* INSTRUCTIONS TO FOLLOW: From first line to last, the records below are to be duplicated exactly.

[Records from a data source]
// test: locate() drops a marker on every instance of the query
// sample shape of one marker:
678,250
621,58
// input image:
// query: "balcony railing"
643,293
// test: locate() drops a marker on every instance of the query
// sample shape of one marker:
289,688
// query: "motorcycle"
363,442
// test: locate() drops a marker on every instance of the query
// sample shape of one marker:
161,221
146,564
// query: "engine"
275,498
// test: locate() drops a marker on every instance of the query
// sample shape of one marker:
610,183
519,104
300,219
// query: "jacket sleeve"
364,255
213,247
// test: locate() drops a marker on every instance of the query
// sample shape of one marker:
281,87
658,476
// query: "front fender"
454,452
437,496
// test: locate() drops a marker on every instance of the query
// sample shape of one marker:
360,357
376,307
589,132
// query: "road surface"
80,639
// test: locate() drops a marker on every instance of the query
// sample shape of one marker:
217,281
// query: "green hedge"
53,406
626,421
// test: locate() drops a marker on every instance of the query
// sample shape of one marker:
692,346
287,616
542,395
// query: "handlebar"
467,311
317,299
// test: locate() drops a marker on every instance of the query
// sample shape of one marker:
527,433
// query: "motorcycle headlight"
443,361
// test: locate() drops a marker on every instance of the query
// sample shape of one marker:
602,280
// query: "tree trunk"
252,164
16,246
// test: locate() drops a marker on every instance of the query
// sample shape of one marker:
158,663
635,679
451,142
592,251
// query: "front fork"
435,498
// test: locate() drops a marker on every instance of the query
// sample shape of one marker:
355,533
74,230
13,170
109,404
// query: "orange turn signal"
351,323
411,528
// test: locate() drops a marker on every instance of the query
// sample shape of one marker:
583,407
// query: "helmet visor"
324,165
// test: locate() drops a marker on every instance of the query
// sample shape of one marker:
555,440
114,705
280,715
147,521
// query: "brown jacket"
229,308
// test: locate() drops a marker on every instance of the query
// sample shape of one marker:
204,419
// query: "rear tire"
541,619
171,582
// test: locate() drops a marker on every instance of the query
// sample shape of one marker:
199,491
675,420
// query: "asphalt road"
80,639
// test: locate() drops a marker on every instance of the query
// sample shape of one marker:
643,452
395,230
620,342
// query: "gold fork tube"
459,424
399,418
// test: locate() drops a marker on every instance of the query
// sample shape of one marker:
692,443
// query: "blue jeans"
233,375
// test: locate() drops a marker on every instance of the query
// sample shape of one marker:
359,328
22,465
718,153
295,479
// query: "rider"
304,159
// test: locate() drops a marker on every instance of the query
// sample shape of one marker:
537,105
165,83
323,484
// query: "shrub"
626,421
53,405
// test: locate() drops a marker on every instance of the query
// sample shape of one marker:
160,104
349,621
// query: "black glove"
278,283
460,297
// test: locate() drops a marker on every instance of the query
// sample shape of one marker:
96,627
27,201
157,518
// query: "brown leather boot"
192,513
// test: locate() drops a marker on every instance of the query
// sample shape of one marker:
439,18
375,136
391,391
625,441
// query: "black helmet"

* EXERCISE RESULT:
// test: locate() drops a marker on every instance of the query
// sample shape of one marker:
678,250
621,58
// input image:
// query: "balcony railing"
643,293
// test: locate() drops a marker on every instance of the query
// sample shape of one marker:
289,688
// query: "motorcycle"
363,442
// test: locate() drops a marker on every instance of the query
// sample shape of one marker:
161,221
146,564
// query: "engine"
275,498
// test: locate() drops a marker on every instance of the query
// sample shape of one marker:
610,183
519,104
300,219
// query: "jacket sleeve"
364,255
213,247
// test: locate() drops a marker on every instance of the query
// sample shape of one marker:
281,87
658,476
// query: "front fender"
454,452
437,496
// test: locate() drops a marker on every instance of the query
// sample shape of one marker:
360,357
376,307
589,132
// query: "road surface"
80,639
// test: locate() drops a marker on every instance of the query
// sample shape of one marker:
217,281
// query: "green hedge"
53,406
626,421
// test: locate() drops a marker on every instance of the query
// sample shape of one marker:
692,346
287,616
542,395
// query: "handlebar"
467,311
317,299
// test: locate() drops a marker on every instance of the query
// sample shape of one marker:
527,433
// query: "motorcycle headlight"
443,361
// test: locate() drops a marker on every instance of the query
// sample shape of one marker:
602,280
// query: "tree trunk"
252,164
16,246
// test: locate() drops a marker on every instance of the query
// sample shape of one marker:
158,663
635,679
451,142
592,251
// query: "front fork"
435,498
// test: locate() drops a marker on every instance of the query
// sample shape of one marker:
355,533
74,230
13,170
109,404
// query: "orange turn signal"
351,323
411,528
// test: locate() drops a marker on every instance of the query
// sample shape of one marker:
583,407
// query: "helmet visor"
324,165
// test: locate() drops a marker on every instance of the query
// sample shape of one marker:
555,440
114,705
280,715
147,521
// query: "brown jacket"
229,308
// test: locate() drops a marker on every instance of the query
// sample shape of one marker:
204,419
// query: "rear tire"
541,619
171,582
// test: locate() drops a marker on every instance of the query
// sample shape of one marker:
199,491
675,420
// query: "asphalt road"
80,639
// test: locate() drops a marker on every instance of the query
// sample shape of one marker:
643,452
395,230
620,342
// query: "gold fork tube"
459,424
399,418
// test: locate() drops a marker on every instance of the query
// sample shape of one marker:
692,443
// query: "blue jeans"
233,375
// test: locate() drops a marker on every instance of the query
// sample shape of one marker:
359,328
22,465
718,153
295,479
// query: "rider"
304,159
// test: locate() drops a marker on every instance of the query
// sample shape of one marker:
537,105
165,83
323,484
// query: "shrub"
626,421
53,405
// test: locate() drops a marker on every instance of the query
// sample shape of one marker:
160,104
349,621
// query: "black glove"
278,283
460,297
// test: locate() drops a marker on every instance of the query
// sample shape of one marker:
96,627
27,201
157,518
// query: "brown leather boot"
192,513
// test: locate() drops a marker on every instance of the query
// sample shape of one marker:
439,18
375,136
391,391
625,441
// query: "black helmet"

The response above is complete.